Your objective:
Print every entry again, precisely as written.

(Source records)

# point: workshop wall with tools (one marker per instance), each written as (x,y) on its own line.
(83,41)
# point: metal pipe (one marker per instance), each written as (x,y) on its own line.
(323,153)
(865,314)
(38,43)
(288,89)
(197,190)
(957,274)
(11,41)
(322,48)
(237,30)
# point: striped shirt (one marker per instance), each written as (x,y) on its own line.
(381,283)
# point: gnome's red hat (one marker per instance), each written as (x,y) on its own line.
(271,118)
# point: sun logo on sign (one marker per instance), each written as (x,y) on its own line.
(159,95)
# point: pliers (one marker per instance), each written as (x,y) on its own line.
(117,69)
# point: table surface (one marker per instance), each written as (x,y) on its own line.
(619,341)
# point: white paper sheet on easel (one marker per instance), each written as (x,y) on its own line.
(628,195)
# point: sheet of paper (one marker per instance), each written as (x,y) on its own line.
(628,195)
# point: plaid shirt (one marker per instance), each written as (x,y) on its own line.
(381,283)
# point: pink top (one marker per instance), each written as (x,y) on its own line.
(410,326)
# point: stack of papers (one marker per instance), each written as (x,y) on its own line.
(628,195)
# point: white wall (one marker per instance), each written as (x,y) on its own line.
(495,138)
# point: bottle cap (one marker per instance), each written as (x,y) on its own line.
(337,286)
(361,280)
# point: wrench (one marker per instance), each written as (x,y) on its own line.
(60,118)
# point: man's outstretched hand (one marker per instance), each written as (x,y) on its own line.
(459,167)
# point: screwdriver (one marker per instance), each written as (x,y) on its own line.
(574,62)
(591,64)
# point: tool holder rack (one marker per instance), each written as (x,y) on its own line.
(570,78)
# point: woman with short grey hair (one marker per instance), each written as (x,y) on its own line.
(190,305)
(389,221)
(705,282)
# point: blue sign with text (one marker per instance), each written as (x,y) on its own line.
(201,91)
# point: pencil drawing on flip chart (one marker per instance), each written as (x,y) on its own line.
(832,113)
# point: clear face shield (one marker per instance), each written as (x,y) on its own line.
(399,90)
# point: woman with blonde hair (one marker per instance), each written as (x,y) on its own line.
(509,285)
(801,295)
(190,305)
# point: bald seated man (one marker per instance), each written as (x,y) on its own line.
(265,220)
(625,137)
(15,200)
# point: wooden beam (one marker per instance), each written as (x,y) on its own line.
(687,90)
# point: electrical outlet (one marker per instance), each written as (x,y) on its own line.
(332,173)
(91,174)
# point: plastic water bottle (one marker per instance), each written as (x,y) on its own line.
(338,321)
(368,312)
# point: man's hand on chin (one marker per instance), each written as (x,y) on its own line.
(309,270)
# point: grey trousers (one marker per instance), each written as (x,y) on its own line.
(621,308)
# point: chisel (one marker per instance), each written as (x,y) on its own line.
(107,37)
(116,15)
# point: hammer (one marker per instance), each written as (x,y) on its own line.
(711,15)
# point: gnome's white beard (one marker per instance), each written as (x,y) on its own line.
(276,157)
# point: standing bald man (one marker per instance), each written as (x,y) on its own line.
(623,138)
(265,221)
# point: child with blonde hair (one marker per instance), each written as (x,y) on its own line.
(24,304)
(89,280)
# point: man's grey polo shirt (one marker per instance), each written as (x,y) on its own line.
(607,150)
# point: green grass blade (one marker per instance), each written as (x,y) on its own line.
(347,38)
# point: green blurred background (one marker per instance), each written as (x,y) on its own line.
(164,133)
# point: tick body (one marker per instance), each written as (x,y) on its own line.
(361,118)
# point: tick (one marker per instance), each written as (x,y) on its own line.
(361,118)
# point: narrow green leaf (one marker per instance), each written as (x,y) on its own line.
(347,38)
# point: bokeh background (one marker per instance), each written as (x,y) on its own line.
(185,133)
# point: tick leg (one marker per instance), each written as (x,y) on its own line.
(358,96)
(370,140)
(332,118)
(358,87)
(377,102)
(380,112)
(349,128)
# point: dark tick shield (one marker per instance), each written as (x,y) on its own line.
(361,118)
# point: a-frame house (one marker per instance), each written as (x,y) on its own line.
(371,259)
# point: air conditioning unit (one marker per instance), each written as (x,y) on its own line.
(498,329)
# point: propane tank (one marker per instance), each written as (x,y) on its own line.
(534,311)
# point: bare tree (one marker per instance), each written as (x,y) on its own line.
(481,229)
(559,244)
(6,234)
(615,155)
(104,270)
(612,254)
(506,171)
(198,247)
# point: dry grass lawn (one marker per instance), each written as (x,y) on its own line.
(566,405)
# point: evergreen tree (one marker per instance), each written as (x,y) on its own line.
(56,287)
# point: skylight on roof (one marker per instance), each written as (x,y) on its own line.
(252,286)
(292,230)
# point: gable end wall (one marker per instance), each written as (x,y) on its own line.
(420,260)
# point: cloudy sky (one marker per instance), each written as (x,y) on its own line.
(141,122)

(End Source records)

Problem solution:
# point: workshop wall with tools (one marker per instance), each written as (x,y) on its own line.
(83,41)
# point: metal pipe (one marker per instance), each written as (x,y) on its own line.
(323,153)
(865,314)
(38,43)
(288,89)
(197,190)
(957,274)
(11,41)
(322,48)
(237,30)
# point: striped shirt (one marker per instance), each written as (x,y) on its own line.
(381,283)
# point: gnome's red hat (one marker per instance), each written as (x,y) on its own line.
(271,118)
# point: sun logo on sign (one marker per instance), each written as (x,y) on its own line.
(159,95)
# point: pliers (one marker per instance), each written as (x,y) on its own line.
(117,69)
# point: table surface (one marker per instance), each written as (x,y) on its own line.
(619,341)
# point: white paper sheet on easel (one marker per instance), each written as (x,y) on its own line.
(628,195)
# point: sheet of paper (one marker per instance), each written as (x,y) on its own line.
(628,195)
# point: plaid shirt (one marker per instance), each written as (x,y) on its own line.
(381,283)
# point: pink top (one marker per instance), each written as (x,y) on its own line.
(410,326)
# point: stack of papers (one marker per instance), each written as (x,y) on its own line.
(628,195)
# point: white wall (one marker per instance), each written as (x,y) on its own line.
(495,138)
# point: bottle cap (one marker per instance), each written as (x,y) on its own line.
(337,286)
(361,280)
# point: wrench (one marker per instance), each written as (x,y) on its own line.
(60,118)
# point: man's outstretched hand (one marker per instance), each written as (x,y) on its own line.
(459,167)
# point: screwdriver (one marker per instance), each written as (x,y) on its own line.
(574,62)
(591,64)
# point: tool holder rack (one marker per instance), each written as (x,y) on its own line.
(570,78)
# point: woman with short grey hair (one marker per instance), each written as (x,y) on its own line.
(190,305)
(389,221)
(705,282)
# point: blue sign with text (one marker per instance), each written as (x,y) on its own line.
(201,91)
# point: pencil drawing on flip chart (one marker per instance), each written as (x,y) on its own line.
(832,113)
# point: clear face shield (one marker per instance), each written as (x,y) on its own line.
(399,90)
# point: woman with blonde hair (one marker per instance), each written as (x,y) on its own line.
(509,285)
(801,295)
(190,305)
# point: bald seated man (one marker per instance), each written as (x,y) on its own line.
(265,220)
(625,137)
(15,200)
# point: wooden beam (one marker per instance), each written as (x,y) on its own line.
(687,90)
# point: electrical outlet (one marker per instance), each written as (x,y) on its own line.
(332,173)
(91,174)
# point: plastic water bottle (one marker per instance), each written as (x,y) on its own line.
(338,321)
(368,312)
# point: man's hand on chin (one marker per instance), each written as (x,y) on its own line.
(309,270)
# point: grey trousers (one marker per instance), each written as (x,y) on its own line.
(621,308)
# point: chisel (one marker per instance), each written as (x,y) on its own line.
(107,37)
(116,15)
# point: hammer (one marker per instance), each written as (x,y) on its own line.
(711,15)
# point: gnome's white beard (one marker per instance), each written as (x,y) on its own line.
(276,157)
# point: standing bald man (one marker per instance), each written as (x,y) on its own line.
(623,138)
(265,221)
# point: child with blonde hair (one marker per instance), each written as (x,y) on its own line.
(24,304)
(89,280)
# point: man's grey polo shirt (one marker per instance), each written as (x,y) on its own line.
(607,150)
# point: green grass blade (one marker per instance), each written as (x,y) on its own line.
(347,38)
# point: green blurred background (one marker per instance), each written as (x,y) on its own line.
(164,133)
# point: tick body (one marker per instance), each written as (x,y) on its own line.
(361,118)
# point: tick (one marker per instance), each written as (x,y) on its own line.
(361,118)
# point: narrow green leaf (one marker per instance), each written as (x,y) on its own line.
(347,38)
# point: bokeh background (one marker per instance), each written as (x,y) on its own line.
(185,133)
# point: tick leg (one marker per instance), each written as (x,y) on its own line.
(358,96)
(370,140)
(332,118)
(358,87)
(377,102)
(380,112)
(349,128)
# point: dark tick shield (one marker per instance), each written as (x,y) on its own line.
(361,118)
# point: a-frame house (one marker per instance), each written as (x,y) on its own line.
(371,259)
# point: air conditioning unit (one marker per instance), each written as (x,y) on its own line.
(498,329)
# point: propane tank (one marker per instance), each written as (x,y) on its own line.
(534,311)
# point: bare tree (one marker per instance), each written as (x,y) on its own line.
(481,229)
(559,244)
(6,234)
(615,155)
(104,270)
(612,254)
(506,171)
(198,247)
# point: dry grass lawn (one marker per instance), each written as (x,y) on its own line.
(566,405)
# point: evergreen tree (one marker per instance), each written as (x,y) on its own line.
(56,287)
# point: skylight on roof (one marker per instance), each written as (x,y) on its own line.
(252,286)
(292,230)
# point: gable end wall (one marker per instance), each written as (x,y) on its own line.
(420,260)
# point: cloudy sky (one marker per instance), each written as (x,y) on its own line.
(141,122)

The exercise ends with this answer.